**WORK REQUEST:**
What you give back should be only the lines from the one holding "the dog's pointed" through the final line of the records, each reproduced exactly.
RAW DATA Start Marker
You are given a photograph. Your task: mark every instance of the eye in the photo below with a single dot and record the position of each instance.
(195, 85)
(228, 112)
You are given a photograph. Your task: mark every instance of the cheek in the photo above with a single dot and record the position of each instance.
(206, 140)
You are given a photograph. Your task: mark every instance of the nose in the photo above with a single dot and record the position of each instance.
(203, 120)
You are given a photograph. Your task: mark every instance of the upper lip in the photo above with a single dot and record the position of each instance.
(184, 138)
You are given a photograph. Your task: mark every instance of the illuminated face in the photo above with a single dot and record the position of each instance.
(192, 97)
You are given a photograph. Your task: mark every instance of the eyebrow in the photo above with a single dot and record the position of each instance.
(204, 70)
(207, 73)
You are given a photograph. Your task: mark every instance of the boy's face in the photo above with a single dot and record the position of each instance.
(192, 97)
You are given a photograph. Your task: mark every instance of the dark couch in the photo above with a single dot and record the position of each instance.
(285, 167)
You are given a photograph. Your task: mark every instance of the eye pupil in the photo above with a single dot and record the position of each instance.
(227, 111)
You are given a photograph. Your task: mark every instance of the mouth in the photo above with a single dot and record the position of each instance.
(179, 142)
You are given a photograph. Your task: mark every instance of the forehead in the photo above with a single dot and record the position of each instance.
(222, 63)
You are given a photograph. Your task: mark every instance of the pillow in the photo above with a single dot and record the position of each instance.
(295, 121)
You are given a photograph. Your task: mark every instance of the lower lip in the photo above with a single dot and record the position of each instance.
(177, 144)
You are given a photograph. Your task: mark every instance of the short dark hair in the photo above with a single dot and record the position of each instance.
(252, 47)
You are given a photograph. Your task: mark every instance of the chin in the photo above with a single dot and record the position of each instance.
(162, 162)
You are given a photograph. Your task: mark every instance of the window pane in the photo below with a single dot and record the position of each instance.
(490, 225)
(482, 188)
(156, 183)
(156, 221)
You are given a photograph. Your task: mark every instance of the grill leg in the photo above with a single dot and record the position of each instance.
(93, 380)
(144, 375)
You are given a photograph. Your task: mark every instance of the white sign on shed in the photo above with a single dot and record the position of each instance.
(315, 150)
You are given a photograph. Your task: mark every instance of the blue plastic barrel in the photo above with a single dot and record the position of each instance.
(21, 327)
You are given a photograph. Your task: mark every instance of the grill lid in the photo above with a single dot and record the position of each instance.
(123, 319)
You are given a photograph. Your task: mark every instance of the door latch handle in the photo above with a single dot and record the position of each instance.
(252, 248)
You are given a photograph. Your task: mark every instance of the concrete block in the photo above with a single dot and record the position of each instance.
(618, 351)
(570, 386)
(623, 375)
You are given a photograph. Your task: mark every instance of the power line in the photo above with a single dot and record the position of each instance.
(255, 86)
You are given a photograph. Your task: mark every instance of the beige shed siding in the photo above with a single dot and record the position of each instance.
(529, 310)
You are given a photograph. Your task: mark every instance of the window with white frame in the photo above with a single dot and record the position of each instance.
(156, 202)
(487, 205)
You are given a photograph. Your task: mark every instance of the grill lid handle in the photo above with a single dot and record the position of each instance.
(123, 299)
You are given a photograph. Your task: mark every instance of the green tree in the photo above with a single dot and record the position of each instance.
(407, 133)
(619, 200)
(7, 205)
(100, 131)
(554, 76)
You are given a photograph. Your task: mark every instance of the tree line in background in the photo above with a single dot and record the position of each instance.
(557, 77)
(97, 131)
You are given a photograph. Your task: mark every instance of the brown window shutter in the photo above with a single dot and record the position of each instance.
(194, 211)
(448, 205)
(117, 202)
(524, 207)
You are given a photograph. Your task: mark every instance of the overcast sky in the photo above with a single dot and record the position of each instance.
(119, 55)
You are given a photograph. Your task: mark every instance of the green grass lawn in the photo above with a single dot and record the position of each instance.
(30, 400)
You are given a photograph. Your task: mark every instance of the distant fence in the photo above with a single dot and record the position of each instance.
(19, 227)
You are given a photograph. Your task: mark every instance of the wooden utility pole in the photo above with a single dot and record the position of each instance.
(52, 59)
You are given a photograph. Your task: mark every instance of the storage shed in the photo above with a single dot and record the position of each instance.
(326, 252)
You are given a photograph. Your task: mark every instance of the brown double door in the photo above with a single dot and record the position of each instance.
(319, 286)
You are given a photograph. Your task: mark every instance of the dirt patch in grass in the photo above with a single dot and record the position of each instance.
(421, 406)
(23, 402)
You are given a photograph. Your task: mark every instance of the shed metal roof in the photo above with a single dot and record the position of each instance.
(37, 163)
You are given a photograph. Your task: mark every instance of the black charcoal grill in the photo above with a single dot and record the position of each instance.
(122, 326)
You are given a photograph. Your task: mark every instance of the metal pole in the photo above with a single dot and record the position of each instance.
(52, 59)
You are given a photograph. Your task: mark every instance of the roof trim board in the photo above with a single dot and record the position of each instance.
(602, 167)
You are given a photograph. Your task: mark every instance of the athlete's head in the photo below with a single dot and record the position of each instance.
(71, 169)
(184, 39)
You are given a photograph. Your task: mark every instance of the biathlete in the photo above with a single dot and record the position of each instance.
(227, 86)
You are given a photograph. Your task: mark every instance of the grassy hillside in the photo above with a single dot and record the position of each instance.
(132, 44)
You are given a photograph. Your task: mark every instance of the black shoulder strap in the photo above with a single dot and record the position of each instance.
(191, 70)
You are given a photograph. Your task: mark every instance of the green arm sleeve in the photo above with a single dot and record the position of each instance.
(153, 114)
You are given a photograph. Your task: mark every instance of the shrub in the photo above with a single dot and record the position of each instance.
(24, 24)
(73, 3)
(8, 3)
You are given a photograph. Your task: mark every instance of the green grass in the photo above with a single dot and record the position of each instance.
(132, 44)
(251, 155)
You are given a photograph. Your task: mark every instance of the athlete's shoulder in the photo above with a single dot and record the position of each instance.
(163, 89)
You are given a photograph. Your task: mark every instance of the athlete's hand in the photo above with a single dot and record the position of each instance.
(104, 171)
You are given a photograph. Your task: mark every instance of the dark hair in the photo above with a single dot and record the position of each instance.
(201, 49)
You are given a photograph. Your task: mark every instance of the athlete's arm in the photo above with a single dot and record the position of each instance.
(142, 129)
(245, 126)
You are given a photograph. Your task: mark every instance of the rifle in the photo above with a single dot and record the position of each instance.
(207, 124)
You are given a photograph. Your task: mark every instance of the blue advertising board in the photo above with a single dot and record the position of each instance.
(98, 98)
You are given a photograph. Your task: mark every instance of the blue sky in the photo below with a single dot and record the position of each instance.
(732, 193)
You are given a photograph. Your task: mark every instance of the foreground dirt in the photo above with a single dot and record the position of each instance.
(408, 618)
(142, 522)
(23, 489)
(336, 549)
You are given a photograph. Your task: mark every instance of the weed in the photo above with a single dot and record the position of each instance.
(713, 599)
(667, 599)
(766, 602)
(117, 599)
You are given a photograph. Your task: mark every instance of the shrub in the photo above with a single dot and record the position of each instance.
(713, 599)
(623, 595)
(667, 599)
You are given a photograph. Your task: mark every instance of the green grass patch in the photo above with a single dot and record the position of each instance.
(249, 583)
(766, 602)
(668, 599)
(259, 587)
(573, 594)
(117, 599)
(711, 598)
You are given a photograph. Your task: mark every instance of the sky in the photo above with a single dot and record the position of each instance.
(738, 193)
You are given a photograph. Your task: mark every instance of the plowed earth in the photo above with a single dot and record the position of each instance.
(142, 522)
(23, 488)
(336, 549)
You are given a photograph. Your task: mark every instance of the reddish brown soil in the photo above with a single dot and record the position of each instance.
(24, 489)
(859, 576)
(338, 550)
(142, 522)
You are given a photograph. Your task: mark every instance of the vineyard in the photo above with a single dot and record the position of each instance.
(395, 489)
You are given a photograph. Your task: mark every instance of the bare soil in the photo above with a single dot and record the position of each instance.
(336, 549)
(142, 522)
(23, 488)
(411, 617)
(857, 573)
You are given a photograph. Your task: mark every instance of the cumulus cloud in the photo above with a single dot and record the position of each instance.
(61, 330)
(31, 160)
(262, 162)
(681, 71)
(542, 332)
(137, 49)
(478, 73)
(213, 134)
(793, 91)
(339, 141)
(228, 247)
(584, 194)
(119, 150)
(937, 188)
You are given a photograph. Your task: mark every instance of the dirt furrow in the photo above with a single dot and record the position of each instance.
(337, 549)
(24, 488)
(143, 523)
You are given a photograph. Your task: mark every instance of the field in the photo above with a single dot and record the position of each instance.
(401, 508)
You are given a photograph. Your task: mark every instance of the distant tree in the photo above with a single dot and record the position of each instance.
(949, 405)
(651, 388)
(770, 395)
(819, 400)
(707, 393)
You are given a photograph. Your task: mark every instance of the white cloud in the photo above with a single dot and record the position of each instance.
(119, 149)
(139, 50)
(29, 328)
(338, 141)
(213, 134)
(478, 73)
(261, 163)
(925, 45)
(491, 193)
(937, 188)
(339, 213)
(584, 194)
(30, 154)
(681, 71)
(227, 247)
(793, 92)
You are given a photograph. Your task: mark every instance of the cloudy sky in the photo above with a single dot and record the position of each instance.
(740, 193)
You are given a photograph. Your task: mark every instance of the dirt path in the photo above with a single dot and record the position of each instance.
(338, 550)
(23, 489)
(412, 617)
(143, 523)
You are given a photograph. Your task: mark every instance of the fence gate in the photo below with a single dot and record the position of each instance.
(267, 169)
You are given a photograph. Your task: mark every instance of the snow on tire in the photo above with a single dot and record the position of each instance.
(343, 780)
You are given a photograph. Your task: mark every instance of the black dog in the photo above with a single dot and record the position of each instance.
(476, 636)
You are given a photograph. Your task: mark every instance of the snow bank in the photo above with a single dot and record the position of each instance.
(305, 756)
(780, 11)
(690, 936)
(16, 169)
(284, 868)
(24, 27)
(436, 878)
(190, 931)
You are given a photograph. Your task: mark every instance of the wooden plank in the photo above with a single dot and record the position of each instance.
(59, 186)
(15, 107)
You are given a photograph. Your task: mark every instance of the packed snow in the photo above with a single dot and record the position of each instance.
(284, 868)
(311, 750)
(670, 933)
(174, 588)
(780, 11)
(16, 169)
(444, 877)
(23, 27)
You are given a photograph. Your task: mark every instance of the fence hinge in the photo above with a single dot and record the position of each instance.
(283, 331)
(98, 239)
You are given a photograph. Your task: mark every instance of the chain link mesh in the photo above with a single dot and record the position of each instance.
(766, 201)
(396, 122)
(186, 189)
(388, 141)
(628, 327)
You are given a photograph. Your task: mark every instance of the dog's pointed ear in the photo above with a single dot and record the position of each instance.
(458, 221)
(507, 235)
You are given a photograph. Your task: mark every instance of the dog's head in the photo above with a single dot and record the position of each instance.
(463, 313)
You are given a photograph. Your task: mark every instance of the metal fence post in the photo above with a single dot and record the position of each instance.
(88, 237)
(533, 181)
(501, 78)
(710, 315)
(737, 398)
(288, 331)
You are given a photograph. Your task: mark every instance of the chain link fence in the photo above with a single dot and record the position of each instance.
RAW DATA End Marker
**ANSWER:**
You are given a photograph. Your task: mark every instance of the dog's pointed ear in the photo above with a single dot and record the position of each instance.
(458, 221)
(507, 235)
You are given a photograph. Your task: mark every instance of the dog's head in the photo above with a single dot and record the position of each instance.
(463, 313)
You are given a photograph. Your task: mark every instance of the metal fence post in the photo above with a single dot and record the position of each instance.
(88, 237)
(533, 181)
(501, 78)
(710, 315)
(737, 398)
(288, 331)
You are given a photograph. Your task: mark every instance of the chain link fence in the photo above with a single dot and record the position of each instance.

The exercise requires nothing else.